►

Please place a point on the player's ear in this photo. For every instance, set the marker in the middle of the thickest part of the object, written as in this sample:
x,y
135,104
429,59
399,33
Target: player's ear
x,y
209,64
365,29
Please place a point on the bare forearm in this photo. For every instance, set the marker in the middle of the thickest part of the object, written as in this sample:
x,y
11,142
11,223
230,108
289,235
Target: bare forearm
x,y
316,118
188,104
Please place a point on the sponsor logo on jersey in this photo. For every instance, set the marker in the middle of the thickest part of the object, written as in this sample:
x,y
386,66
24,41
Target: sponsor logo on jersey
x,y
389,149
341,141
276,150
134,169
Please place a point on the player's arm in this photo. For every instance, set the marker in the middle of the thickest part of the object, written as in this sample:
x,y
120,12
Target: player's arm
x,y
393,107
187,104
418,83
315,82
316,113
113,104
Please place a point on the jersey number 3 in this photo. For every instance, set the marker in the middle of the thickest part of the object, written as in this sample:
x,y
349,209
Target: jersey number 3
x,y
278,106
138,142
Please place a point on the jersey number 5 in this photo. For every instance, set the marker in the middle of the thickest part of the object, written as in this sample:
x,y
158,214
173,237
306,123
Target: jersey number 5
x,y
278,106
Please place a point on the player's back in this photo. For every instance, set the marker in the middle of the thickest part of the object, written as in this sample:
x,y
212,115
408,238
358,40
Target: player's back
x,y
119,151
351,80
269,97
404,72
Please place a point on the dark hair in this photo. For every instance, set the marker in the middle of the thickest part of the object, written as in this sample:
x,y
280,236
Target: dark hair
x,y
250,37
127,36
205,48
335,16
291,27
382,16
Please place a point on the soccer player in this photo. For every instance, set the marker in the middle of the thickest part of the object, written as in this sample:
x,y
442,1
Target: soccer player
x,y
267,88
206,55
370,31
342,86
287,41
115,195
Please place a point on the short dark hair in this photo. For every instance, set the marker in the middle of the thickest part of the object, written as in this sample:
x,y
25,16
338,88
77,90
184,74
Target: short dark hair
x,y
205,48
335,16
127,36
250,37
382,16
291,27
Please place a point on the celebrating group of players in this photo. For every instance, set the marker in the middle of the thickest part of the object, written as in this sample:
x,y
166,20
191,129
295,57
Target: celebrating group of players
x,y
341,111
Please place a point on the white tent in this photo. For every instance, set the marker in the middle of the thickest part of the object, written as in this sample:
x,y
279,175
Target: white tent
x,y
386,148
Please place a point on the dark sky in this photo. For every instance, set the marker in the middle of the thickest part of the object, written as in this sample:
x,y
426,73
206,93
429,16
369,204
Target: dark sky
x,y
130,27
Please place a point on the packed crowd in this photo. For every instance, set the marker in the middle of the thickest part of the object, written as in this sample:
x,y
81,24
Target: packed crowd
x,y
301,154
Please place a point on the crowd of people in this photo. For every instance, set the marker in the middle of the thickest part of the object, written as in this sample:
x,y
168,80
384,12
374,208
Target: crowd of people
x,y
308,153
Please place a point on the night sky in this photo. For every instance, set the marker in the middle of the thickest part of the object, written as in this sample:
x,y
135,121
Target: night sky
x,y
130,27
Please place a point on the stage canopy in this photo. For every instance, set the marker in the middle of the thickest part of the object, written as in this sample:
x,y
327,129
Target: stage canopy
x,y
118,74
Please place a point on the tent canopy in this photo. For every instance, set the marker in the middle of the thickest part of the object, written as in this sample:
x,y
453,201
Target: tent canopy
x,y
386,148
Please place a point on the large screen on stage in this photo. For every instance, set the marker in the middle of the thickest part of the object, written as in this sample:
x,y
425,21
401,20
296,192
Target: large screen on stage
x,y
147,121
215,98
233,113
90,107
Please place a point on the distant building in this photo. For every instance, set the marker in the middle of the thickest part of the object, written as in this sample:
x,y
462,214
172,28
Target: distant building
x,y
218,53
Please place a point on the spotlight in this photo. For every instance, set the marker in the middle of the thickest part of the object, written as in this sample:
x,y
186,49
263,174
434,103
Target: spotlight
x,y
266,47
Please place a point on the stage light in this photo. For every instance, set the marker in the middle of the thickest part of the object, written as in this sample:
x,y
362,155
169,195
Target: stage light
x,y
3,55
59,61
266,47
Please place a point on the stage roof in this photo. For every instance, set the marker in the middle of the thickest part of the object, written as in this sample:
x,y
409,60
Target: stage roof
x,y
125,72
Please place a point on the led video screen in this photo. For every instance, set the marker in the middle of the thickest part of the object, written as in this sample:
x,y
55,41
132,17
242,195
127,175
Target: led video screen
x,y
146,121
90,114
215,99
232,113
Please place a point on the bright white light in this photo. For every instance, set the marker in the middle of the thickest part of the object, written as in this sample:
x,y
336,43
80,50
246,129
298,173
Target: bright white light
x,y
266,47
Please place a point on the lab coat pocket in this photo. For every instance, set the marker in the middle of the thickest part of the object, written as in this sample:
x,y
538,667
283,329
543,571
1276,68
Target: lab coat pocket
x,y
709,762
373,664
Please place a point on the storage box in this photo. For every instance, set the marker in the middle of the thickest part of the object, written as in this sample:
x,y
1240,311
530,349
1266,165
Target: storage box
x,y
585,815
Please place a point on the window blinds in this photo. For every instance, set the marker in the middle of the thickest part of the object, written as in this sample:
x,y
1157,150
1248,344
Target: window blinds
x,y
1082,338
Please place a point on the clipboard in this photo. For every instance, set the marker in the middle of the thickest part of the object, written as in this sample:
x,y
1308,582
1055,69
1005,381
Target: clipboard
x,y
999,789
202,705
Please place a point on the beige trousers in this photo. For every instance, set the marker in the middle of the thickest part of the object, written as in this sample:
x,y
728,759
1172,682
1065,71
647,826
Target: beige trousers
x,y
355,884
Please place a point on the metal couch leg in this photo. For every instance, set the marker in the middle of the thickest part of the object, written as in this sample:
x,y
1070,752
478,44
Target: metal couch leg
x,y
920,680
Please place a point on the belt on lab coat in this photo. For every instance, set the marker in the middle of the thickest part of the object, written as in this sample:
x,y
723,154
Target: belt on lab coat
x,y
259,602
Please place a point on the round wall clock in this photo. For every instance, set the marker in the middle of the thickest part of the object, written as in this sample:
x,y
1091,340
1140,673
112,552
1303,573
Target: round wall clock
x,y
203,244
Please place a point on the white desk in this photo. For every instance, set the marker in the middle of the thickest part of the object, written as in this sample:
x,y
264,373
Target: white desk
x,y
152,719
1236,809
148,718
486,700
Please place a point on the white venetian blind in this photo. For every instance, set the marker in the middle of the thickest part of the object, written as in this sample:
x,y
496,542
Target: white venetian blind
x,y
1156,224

◄

■ STATED TASK
Starting from the line with "Please place a point on the storage" and ending with the final line of the data, quote every line exactly, both ends included.

■ EXERCISE RESULT
Please place a point on the storage box in this photo. For every instance, set the marker in the middle of the thickest part of the object, written as in this sample:
x,y
1240,311
530,349
1266,165
Target: storage box
x,y
585,815
Please place a point on the window blinds in this photo. For every instance, set the marker in the middle of the thickest part of the object, written as in this sample:
x,y
1157,150
1248,344
Target: window blinds
x,y
1082,338
Please place a point on the clipboard in this photo. For every instance, set the marker in the middle of the thickest part of the object, written as in this sample:
x,y
1308,582
1055,69
1005,381
Target: clipboard
x,y
999,789
202,705
Please place a point on the beige trousers in this photo. For every instance, set the marker in the middle of the thickest part of the object, written as in this sample:
x,y
728,759
1172,682
1065,71
647,826
Target: beige trousers
x,y
355,884
Please place a point on the metal couch leg in this photo. For every instance, set the marker in the middle of the thickest part of the object, written as in this sample:
x,y
1070,752
478,44
Target: metal couch leg
x,y
920,680
Please place a point on the belt on lab coat in this photo. For every instance, set the marker in the middle of the thickest part of the object, written as in this sample:
x,y
723,154
Target: belt on lab coat
x,y
259,602
Please place a point on the round wall clock in this photo. For every instance, set the marker in the middle of the thickest part of the object, written as in this sample:
x,y
1091,340
1140,673
112,552
1303,573
Target: round wall clock
x,y
203,244
Please place a point on the white desk in this photo. For every instance, set the marker in the middle of the thickest part of the object, written as in this sample:
x,y
264,373
Target: white desk
x,y
152,719
1236,809
148,718
486,700
Please place a point on the white venetian blind in this photo. For every instance, set the marker in the middle of the thickest part of the object, written as in this sample:
x,y
496,542
Target: white venetian blind
x,y
1156,224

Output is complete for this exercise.